◆ **About this task**:
Set down word for word the part of the passage on tertiary health care in northern India that runs from "In case of Haryana, the" up to and including "to the limit.".

◆ **Selected text**:
──────────────────────────────

According to World Health Organization norms, there should be five beds available per 1000 people and in case of the poorest of the poor countries the figure should be two beds. But the scenario that prevails is that the bed availability stands at one in case of this lone institution catering to the four states and the union territory of Chandigarh with some spill over also coming from western Uttar Pradesh and Uttarakhand.
This bleak scenario raises a series of questions. The primary question is why the state governments have failed to beef up their tertiary health care centres. The second question is that why it took so long for the thought of developing satellite centres so late. Then of course there are other issues.
Sources in Punjab point out that the government's interest in spending on the health sector has dwindled tremendously over the last few decades.
“The state that was once providing up to 12 per cent of its budgetary allocation for health is now not even proving one third of this amount. There has been no new medical college in the public sector that has come up in the last four decades. The existing ones at Patiala, Faridkot and Amritsar have their own set of issues that have prevented them from becoming top centres of tertiary health care despite the fact that the ones at Patiala and Amritsar are more than 50 years old. When there has been no attempt made to develop tertiary health care how can one expect it to happen in a short time,” pointed an observer who has been keeping an eye on the state's health sector for the last several years. There has hardly been any attempt to provide the required man power at the level of specialists.
In case of Haryana, the problem gets compounded in another way. “There are very few urban clusters in the state and this has become a deterrent in tertiary centres coming up. The people living in the National Capital Region (NCR) rush to Delhi while the rest rush to the PGIMER. The number of vacancies right from para medics to the level of specialists has remained around 50 per cent for the last several years,” points out Dr CD Sharma who is also a social activist in Gohana. He had given up his job in the government sector several years ago. He feels that the system is standing on the verge of a collapse as it is being stretched to the limit.
The scenario in Himachal Pradesh is comparatively better as the medical colleges in both Shimla and Tanda still offer several services to the people. But still they have to rely on PGIMER for transplants and several other interventions. “However with more medical colleges coming up even these institutions will soon be grappling with the problem of specialists as those working here are likely to be transferred to the new centres. What is required is a massive investment by the government so that there are enough number of specialists available along with the equipment,” pointed out a doctor working with the state government.
Rakesh Singha, the CPM legislator from Theog, disclosed that government needs to address the shortage of health professionals at all levels. According to him the vacancies at the tertiary level is more than 33 per cent and it goes up to 70 per cent at the lower levels like the community and primary health centres. “This puts maximum pressure at the two top institutions. Not getting proper treatment at the local and district levels, by the time people reach there they are in a critical state,” he said while pointing that the state government that is totally reliable on the centre must arrange to sped more on public health.
With their own shortcomings, the two top government institutions are often compelled to refer many of the patients to the PGIMER.
The scenario in Jammu and Kashmir is also no better. With several of the districts hit by unrest and militancy, one can come across large number of patients landing in Chandigarh on a daily basis in search of healthcare.

──────────────────────────────

◆ **Provided records**:
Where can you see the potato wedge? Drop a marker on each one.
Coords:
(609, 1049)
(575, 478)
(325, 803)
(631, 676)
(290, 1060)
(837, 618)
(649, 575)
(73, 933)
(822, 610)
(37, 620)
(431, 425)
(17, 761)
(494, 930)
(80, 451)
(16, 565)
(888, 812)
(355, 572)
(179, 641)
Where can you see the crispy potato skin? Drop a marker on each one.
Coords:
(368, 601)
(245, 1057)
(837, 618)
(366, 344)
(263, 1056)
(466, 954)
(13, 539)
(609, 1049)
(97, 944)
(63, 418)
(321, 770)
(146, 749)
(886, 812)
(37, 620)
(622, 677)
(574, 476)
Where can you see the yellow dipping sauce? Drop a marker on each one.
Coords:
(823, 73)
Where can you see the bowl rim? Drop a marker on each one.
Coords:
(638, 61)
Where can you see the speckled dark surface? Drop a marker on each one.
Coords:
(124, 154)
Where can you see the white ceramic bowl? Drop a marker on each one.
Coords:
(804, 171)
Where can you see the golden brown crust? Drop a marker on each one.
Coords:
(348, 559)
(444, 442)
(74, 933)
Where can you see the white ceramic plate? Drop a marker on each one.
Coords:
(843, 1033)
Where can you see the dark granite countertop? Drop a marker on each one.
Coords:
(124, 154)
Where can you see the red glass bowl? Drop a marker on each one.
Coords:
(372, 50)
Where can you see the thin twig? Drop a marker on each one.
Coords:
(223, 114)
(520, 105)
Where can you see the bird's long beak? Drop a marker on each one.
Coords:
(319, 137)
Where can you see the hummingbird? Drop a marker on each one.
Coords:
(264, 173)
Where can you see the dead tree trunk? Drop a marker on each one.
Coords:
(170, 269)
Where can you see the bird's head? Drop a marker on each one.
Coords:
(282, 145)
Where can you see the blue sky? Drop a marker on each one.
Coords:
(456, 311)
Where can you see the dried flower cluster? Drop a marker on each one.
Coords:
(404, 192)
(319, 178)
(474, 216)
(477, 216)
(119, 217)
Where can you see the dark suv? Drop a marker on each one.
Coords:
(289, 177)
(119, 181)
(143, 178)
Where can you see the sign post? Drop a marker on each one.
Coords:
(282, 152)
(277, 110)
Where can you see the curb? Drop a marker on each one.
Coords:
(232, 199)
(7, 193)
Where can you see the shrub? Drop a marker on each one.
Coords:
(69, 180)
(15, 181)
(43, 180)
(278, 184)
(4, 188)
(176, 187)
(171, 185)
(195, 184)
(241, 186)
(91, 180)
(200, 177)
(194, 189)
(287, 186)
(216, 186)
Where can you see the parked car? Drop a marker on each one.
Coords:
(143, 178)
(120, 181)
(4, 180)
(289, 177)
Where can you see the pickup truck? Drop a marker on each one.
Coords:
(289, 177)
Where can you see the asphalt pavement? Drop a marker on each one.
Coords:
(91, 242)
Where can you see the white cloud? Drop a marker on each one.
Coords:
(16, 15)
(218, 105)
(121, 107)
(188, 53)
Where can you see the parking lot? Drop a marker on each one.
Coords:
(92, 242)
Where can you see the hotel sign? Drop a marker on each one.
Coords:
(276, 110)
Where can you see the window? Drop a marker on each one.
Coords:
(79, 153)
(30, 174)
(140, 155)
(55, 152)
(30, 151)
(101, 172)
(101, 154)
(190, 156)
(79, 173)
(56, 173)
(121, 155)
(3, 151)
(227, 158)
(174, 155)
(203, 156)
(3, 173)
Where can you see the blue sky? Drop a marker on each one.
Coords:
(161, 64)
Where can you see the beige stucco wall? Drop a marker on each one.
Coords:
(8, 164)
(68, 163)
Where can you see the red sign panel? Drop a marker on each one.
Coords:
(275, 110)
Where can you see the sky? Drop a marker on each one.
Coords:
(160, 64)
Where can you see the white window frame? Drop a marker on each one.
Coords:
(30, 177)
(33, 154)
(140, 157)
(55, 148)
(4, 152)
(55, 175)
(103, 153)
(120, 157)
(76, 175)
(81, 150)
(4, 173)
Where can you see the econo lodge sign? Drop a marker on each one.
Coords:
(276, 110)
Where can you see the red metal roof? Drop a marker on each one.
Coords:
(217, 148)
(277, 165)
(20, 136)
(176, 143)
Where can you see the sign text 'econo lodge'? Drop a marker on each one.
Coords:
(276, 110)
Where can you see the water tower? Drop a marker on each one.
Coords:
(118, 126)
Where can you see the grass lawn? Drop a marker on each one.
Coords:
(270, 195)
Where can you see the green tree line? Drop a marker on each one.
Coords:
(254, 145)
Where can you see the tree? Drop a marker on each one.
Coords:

──────────────────────────────

◆ **Solution**:
In case of Haryana, the problem gets compounded in another way. “There are very few urban clusters in the state and this has become a deterrent in tertiary centres coming up. The people living in the National Capital Region (NCR) rush to Delhi while the rest rush to the PGIMER. The number of vacancies right from para medics to the level of specialists has remained around 50 per cent for the last several years,” points out Dr CD Sharma who is also a social activist in Gohana. He had given up his job in the government sector several years ago. He feels that the system is standing on the verge of a collapse as it is being stretched to the limit.